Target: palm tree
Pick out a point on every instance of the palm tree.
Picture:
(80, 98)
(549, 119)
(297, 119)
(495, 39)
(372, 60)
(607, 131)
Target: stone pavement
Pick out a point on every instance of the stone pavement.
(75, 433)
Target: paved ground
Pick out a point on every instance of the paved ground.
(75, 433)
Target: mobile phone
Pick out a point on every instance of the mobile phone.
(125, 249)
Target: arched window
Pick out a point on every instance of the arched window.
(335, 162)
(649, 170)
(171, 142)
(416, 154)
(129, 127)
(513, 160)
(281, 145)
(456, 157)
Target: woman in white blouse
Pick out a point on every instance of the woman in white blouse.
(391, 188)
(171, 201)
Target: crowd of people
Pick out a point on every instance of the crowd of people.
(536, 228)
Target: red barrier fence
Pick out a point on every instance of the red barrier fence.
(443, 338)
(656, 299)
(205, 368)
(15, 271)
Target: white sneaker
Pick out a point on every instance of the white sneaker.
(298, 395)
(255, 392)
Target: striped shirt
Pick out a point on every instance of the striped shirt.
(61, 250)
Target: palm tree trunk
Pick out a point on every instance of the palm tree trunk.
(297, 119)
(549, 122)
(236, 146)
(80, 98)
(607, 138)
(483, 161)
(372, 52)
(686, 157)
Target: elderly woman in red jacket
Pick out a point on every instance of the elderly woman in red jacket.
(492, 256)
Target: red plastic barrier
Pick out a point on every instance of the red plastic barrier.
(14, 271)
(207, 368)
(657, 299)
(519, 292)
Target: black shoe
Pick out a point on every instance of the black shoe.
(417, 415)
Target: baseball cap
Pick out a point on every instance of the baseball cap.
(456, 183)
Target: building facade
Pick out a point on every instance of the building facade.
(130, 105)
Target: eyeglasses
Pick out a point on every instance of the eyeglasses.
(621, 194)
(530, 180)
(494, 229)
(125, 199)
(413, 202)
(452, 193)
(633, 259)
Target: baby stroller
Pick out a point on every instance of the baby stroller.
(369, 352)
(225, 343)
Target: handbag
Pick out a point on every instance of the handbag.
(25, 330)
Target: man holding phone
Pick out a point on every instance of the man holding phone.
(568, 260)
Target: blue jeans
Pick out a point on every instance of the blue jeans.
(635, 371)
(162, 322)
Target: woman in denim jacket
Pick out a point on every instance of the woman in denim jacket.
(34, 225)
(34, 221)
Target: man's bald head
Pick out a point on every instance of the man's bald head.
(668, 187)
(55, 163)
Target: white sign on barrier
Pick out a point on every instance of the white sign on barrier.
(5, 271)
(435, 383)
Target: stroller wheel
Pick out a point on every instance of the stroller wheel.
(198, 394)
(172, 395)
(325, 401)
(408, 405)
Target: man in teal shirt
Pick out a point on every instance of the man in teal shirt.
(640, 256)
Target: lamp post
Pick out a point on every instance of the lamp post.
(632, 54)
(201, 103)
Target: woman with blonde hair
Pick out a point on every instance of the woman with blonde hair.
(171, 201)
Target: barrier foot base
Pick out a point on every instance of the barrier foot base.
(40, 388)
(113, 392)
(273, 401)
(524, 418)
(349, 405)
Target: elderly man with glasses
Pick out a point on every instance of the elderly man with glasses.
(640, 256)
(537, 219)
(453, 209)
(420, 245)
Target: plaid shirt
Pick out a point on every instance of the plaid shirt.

------

Rewrite the entries from the line containing "Target: elderly man with glasses" through the end of the entries, changing "plaid shirt" to "checkered shirt" and keeping everything else the same.

Solved problem:
Target: elderly man with glasses
Pick out a point on every instance of the elderly man with glasses.
(640, 256)
(537, 219)
(453, 209)
(420, 245)
Target: checkered shirt
Pick out a point on every instance of the checkered shirt.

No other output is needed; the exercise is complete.